= TEXT TO READ =
──────────

In order to increase the electric power output of the generator,
one or a combination of four factors, i.e., increase of the
magnetic force, reduction of the gap, increase of the number of
turns of the coil (increase of the capacity) and increase of the
magnet-to-magnet surface area, can be contemplated. Of them,
increase of the magnetic force is limited in view of material,
reduction of the gap is difficult to achieve because of a
precision, and increase of the number of turns of the coil is
incompatible with compactization.
However, according to the nineteenth embodiment discussed above,
since the two multi-pole magnets 18 and 18 are positioned on the
respective sides of the same magnetic pole portion 96b, it is
possible to increase interlinking magnetic fluxes without altering
the capacity of and the magnetic force produced by the coil 20 of
the electric generator 4, and hence to increase the power output of
the electric generator 4. Although the two multi-pole magnets 18
and 18 are employed, as compared with increase of the coil
capacity, it is possible to easily achieve compactization. Where
the ring member 69 that serves as a yoke is so configured and so
shaped as to define the generally C-sectioned casing portion 69a
and the magnetic pole portion 69b extending therefrom such as shown
in FIGS. 26 and 27, the assembly including the ring member 69 and
the two multi-pole magnets 18A and 18B can be snugly and neatly
accommodated and the total capacity of the electric generator 4 and
the multi-pole magnets 18 and 18 can advantageously be reduced,
making it possible for the system as a whole to be assembled
compact.
Also, the structure in which the multi-pole magnets 18 and 18 are
positioned on the respective sides of the magnetic pole portion 69b
such as in the nineteenth embodiment is particularly advantageous
in that even though the magnetic pole portion 69b is radially
displaced during assemblage or rotation, the sum of the magnetic
gaps between one multi-pole magnet 18 and the magnetic pole portion
69b and between the other multi-pole magnet 18 and the magnetic
pole portion 69b does not vary and, accordingly, the influence
which such variation would be brought upon the power generating
performance is minimal as compared with that occurring where only
one multi-pole magnet 18 is employed.
In the foregoing embodiment described with reference to FIGS. 25 to
27, the ring member 69 carrying the coil 20 and the multi-pole
magnets 18 and 18 have been shown and described as mounted on the
outer and inner members 1 and 2, respectively. However, they may be
reversed in position relative to each other, that is, the ring
member 69 and the multi-pole magnets 18 and 18 may be mounted on
the inner and outer members 2 and 1, respectively. In such
alternative case, either of the outer and inner members 1 and 2 may
be a rotating side. In addition, the nineteenth embodiment has been
described as applied to the wheel support bearing assembly of the
third generation used to support the drive axle, but the
arrangement in which the multi-pole magnets 18 and 18 are
positioned on the respective sides of the magnetic pole portion 69b
can be applied to any type of the wheel support bearing assembly
regardless of the generation and also regardless of whether it is
used in association with the drive axle or whether it is used in
association with the driven axle.

──────────

= TASKS TO CARRY OUT =
1) In the passage on the wheel bearing generator, which of the four factors for raising power output is called incompatible with compactization?
2) Pick up the passage on the wheel bearing generator after its last sentence and continue it.

= COLLECTED MATERIAL =
──────────

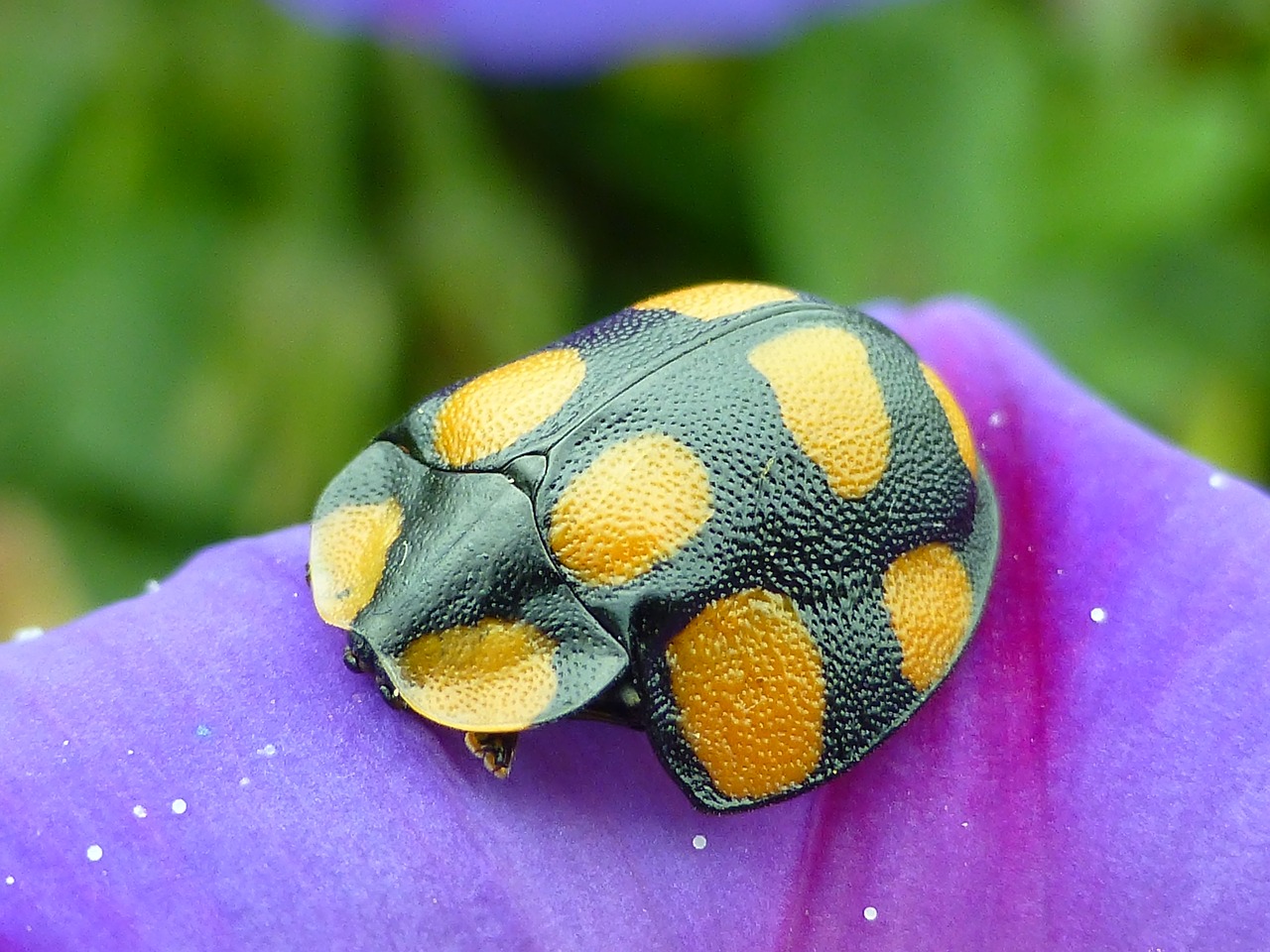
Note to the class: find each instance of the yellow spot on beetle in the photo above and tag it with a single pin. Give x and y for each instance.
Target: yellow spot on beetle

──────────

= ANSWERS FOR THE EXERCISE =
1) Increasing the number of turns of the coil.

2)
Hereinafter, application of any one of the wheel support bearing
assemblies of the foregoing embodiments to an anti-skid brake
system will be described with particular reference to FIGS. 28 to
34. It is, however, to be noted that although the anti-skid brake
device can work satisfactorily with the wheel support bearing
assembly of any of the previously described embodiments, the
following description proceeds with the wheel support bearing
assembly of the first embodiment (FIG. 1) as applied to the
anti-skid brake device. The anti-skid brake device as shown in FIG.
28 is an apparatus wherein the braking force of a brake 82 is
controlled by detecting the number of revolution of wheels 13 with
the use of the wheel support bearing assembly of FIG. 1 and in
response to a detection signal thereof. Each wheel 13 is rotatably
supported by the automotive body structure 12 through the wheel
support bearing assembly 33. The wheel support bearing assembly 33
employed is in the form of the wheel support bearing assembly
described with reference to and shown in FIGS. 1 to 6 in connection
with the first embodiment of the present invention, and is of the
design in which the rolling elements 3 are interposed between a
wheel support member 1, which serves as the outer member, and a
rotary member 2 which serves as the inner member. The wheel support
member 1 includes a bearing member of stationary side, and the
rotary member 2 includes a bearing member of rotary side. The wheel
support member 1 is supported by a suspension system (not shown),
protruding downwardly from the automobile body structure 12,
through a knuckle 85. The rotary member 2 includes the wheel
mounting flange 2a formed on an outer periphery of one end thereof,
to which the wheel 13 is fitted. The wheel 13 is, so far shown
therein, a front (steering) wheel, and the rotary member 2 of the
wheel support bearing assembly 33 has the opposite end connected to
an axle (not shown) through the constant speed universal joint 15.
This rotary member 2 includes an integral part which defines the
outer race of the constant speed universal joint 15.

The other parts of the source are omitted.